_DATA FOR PROCESSING_.
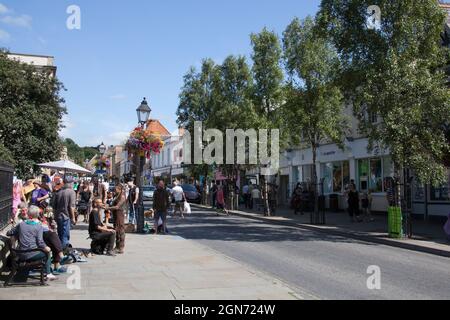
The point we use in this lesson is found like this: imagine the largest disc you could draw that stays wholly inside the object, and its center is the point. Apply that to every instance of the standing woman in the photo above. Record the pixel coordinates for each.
(18, 198)
(85, 201)
(353, 203)
(119, 207)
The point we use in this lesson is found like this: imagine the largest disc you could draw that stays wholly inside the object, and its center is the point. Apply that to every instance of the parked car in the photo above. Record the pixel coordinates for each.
(192, 194)
(148, 192)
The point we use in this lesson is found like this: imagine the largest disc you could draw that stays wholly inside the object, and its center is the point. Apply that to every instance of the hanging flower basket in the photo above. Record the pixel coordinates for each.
(144, 143)
(102, 162)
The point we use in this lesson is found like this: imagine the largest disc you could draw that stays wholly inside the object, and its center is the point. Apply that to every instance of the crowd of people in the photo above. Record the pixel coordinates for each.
(45, 210)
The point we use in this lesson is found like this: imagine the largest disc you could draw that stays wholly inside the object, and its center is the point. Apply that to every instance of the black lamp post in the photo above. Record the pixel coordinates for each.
(143, 113)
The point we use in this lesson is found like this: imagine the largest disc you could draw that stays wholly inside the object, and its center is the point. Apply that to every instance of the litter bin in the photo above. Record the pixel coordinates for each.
(334, 202)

_TASK PROMPT_. Revise everything from the line containing "of the parked" down to the end of the records, swapping "litter bin" for "waste bin" and changing nothing else. Return only those lines.

_OUTPUT_.
The point we use in this lesson is found like this: imagine the largest disc you could draw that stays wholly inside the object, and its center is the point. Apply that to every instance of the parked car in the photo above. Record the pixel coordinates for each.
(192, 194)
(148, 192)
The point we use in this lesson is found like this: imagine the largest disc you could draw that stays wholly inside the object, and its center is the point. Apply that to every instance of the hanging flower basket in the photo above. Record the pixel coordinates for each.
(144, 143)
(102, 162)
The point we use in this lesson is found like this: imagine the largest disc you could draw that stays wholly inside the object, and its center is the point. Apply that to every instance of the crowd of people in the photo above. Record the pixel coordinates for each.
(45, 210)
The point we use in this lesson is found like this: imagine the largest disc you could draw that stays wholly inside the object, and its center is the point. Apply that to every instance of the black lamp post in the photo above. Record the pixel coordinates for each.
(143, 113)
The point we use in this lesson is found like this: imagine the largest disc you could draw that stays wholly inside the object, and its center is the point. Apply that to every instance of the waste bin in the photo above. Record the pixel coordinates for each.
(334, 202)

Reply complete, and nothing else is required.